Exercise instructions –
Using the passage about Vyner below, answer each question:
(a) In which former Soviet republic did Vyner marry his first wife?
(b) In what year did he arrive in Newfoundland?
(c) How much do Canadian authorities allege he defrauded from that country's equivalent of the Internal Revenue Service?

Supplied passage: Begin

Vyner has said he isn’t a bigamist because he had received an annulment from the former Soviet republic of Kyrgyzstan, where he wed his first wife, court records show. His second wife now has divorce proceedings pending against him. Both women declined to be interviewed by the Sun Sentinel and asked not to be identified in any articles.
Vyner has testified he fled from Armenia because he had been the victim of a “long, long history of persecution.” He arrived in Newfoundland in 1998 where his attempt to apply for political asylum was denied.
His first wife said in a sworn statement that in September 2001, her husband told her they needed to leave Canada as soon as possible and that they traveled to South Florida. Canadian authorities allege he defrauded that country’s equivalent of the Internal Revenue Service of more than $324,000 from August 2000 to September 2001.
While in Newfoundland, Vyner wrongly claimed he was an attorney and represented Russian refugees in immigration proceedings, his first wife said in an October 2008 sworn statement.

Supplied passage: End
Source data: Begin

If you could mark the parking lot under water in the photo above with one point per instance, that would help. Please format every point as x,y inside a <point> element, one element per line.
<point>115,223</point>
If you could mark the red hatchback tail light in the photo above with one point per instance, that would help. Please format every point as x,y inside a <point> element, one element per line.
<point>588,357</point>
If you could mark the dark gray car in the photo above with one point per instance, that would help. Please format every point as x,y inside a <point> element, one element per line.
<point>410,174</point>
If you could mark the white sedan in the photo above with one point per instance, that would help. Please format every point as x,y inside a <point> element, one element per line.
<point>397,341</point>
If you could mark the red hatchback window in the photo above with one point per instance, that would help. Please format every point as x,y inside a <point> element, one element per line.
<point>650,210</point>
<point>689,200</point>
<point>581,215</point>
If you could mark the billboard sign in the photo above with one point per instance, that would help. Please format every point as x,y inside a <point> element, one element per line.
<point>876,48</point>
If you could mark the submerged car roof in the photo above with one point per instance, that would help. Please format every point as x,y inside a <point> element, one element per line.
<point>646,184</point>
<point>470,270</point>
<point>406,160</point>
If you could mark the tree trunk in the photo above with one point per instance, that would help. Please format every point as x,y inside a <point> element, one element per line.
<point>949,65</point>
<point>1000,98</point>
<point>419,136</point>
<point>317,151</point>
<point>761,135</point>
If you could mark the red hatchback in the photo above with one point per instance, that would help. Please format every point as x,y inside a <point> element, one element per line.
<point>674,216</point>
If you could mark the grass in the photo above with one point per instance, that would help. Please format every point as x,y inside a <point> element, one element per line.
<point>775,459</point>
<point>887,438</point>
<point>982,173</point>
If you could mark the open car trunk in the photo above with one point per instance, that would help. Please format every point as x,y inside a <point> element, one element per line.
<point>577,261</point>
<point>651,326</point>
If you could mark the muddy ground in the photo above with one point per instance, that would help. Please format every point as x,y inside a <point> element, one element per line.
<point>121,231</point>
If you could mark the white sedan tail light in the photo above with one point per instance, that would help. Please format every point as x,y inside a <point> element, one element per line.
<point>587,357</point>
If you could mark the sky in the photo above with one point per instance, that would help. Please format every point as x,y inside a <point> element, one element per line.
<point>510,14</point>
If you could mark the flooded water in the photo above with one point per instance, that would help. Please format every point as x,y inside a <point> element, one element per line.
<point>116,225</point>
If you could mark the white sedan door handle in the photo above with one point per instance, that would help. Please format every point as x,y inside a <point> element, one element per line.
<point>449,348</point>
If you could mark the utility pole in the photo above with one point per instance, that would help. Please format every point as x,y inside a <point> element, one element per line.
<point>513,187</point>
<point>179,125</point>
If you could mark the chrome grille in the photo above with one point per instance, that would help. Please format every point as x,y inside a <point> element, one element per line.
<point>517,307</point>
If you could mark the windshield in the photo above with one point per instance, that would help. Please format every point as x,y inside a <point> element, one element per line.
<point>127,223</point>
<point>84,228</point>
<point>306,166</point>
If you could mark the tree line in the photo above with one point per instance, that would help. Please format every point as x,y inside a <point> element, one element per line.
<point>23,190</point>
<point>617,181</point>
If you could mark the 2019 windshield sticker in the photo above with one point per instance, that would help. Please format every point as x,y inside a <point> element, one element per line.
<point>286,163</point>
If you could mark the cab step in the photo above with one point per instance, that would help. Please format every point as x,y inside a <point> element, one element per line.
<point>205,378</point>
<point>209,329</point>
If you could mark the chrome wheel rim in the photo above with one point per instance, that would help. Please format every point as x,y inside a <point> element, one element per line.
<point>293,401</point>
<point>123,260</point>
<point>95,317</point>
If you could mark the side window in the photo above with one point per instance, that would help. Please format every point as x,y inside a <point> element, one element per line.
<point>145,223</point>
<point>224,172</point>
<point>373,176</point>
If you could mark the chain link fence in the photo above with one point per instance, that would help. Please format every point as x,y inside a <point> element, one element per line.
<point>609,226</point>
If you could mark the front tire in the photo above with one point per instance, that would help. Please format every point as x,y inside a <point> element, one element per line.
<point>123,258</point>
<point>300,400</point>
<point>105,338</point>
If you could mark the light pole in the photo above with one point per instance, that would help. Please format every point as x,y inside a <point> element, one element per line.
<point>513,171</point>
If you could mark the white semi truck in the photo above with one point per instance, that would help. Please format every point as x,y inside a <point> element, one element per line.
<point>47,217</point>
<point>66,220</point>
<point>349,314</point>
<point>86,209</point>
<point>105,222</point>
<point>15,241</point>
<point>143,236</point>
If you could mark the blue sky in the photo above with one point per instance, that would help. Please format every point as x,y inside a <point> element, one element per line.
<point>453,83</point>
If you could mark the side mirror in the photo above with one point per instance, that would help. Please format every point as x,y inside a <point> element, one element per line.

Source data: End

Solution to the problem –
(a) Kyrgyzstan
(b) 1998
(c) More than $324,000